▶ [SHORT EXERCISE A]: Reproduce verbatim the part of the rows that opens with the line containing "Put a point on the puddle" and closes with the line containing "(1128, 844)", and nothing beyond it.

▶ [PASSAGE TO READ]:
WHAT WENT WRONG. APPARENTLY, ANYTHING AND EVERYTHING.
Quite simply, here’s the way that the SEC explained how the Firm Failed to Review Red Flags:
► Although [the B/D’s] WSPs identify suspicious activity, list red flags, and describe [the B/D’s] responsibility to file SARs, [the B/D] failed to adequately conduct AML reviews and to identify, investigate, and report certain suspicious activity related to transactions or patterns of transactions in its customers’ accounts. Accordingly, [the B/D] failed to file necessary SARs.
► [The B/D’s] primary business involves receiving stock in physical form, selling the position, and wiring out the proceeds from the transaction. Although this pattern is a red flag of potentially suspicious activity according to [the B/D’s] WSPs, [the B/D] often failed to investigate or to file SARs where necessary on these types of transactions.
► [The B/D] failed to investigate or file SARs on numerous transactions in which [the B/D’s] customers exhibited the red flag pattern of depositing a physical certificate, liquidating shortly after the deposit, and wiring the proceeds.
► In several instances the conduct reached such a level that [the B/D] froze or even closed the customer accounts. Even when the suspicious activity caused [the B/D] to close an account, it never filed a SAR.

▶ [SHORT EXERCISE B]:
Answer these questions from the SEC passage:
(i) What does the B/D's primary business involve?
(ii) What did the B/D do to customer accounts in several instances when the conduct reached a high enough level?
(iii) What did the B/D never do, even when suspicious activity caused it to close an account?

▶ [PROVIDED RECORDS]:
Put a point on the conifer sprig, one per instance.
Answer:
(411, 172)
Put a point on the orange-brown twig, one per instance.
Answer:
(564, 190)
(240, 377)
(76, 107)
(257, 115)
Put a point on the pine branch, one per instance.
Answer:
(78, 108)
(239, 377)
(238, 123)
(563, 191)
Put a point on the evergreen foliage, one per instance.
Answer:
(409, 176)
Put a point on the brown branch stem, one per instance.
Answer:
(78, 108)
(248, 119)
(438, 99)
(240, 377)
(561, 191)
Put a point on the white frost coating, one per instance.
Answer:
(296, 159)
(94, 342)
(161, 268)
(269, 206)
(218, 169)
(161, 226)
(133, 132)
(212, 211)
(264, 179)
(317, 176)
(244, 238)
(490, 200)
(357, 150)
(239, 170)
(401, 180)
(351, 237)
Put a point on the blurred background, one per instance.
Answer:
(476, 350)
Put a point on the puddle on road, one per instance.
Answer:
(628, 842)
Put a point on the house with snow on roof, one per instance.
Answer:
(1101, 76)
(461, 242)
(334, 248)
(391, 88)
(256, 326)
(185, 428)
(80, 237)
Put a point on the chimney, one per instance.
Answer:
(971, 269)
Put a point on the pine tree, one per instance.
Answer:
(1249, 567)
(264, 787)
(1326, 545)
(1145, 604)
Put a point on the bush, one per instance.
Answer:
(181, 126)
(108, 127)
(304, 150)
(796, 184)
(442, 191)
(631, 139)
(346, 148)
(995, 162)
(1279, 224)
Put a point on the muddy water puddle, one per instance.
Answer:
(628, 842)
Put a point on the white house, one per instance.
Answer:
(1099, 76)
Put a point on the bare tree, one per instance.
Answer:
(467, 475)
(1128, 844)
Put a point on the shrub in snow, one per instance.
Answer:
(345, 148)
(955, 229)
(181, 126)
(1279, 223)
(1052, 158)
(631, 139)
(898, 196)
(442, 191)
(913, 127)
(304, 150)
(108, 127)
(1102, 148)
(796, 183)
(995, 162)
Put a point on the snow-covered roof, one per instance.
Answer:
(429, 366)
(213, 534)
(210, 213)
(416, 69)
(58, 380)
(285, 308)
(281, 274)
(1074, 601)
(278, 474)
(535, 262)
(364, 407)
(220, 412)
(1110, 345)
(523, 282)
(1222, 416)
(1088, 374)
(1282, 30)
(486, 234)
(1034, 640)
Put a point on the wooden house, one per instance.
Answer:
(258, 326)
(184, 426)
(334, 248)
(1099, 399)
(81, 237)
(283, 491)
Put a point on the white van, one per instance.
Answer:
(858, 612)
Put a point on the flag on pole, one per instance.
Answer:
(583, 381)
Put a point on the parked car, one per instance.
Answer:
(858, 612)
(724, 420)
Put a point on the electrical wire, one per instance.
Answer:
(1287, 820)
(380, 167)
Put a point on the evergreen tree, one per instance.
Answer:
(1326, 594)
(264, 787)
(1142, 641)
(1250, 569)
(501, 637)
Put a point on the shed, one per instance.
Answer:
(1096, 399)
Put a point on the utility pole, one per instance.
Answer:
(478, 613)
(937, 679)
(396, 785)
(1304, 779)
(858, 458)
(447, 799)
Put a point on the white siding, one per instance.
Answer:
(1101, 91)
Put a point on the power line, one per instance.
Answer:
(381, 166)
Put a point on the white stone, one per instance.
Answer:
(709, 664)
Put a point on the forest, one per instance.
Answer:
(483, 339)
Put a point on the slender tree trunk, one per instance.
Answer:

▶ [WORKED ANSWER A]:
Put a point on the puddle on road, one per instance.
Answer:
(628, 842)
Put a point on the house with snow on roof, one per instance.
Answer:
(1101, 76)
(461, 242)
(334, 248)
(391, 88)
(256, 326)
(185, 428)
(80, 237)
Put a point on the chimney, one per instance.
Answer:
(971, 269)
Put a point on the pine tree, one per instance.
Answer:
(1249, 567)
(264, 787)
(1326, 545)
(1145, 604)
Put a point on the bush, one per instance.
Answer:
(181, 126)
(108, 127)
(304, 150)
(796, 184)
(442, 191)
(631, 139)
(346, 148)
(995, 162)
(1279, 224)
Put a point on the muddy water puddle, one per instance.
Answer:
(628, 842)
Put a point on the white house, one per instance.
Answer:
(1099, 76)
Put a point on the bare tree, one per instance.
Answer:
(467, 475)
(1128, 844)

▶ [WORKED ANSWER B]:
(i) Receiving stock in physical form, selling the position, and wiring out the proceeds from the transaction.
(ii) It froze or even closed the accounts.
(iii) It never filed a SAR.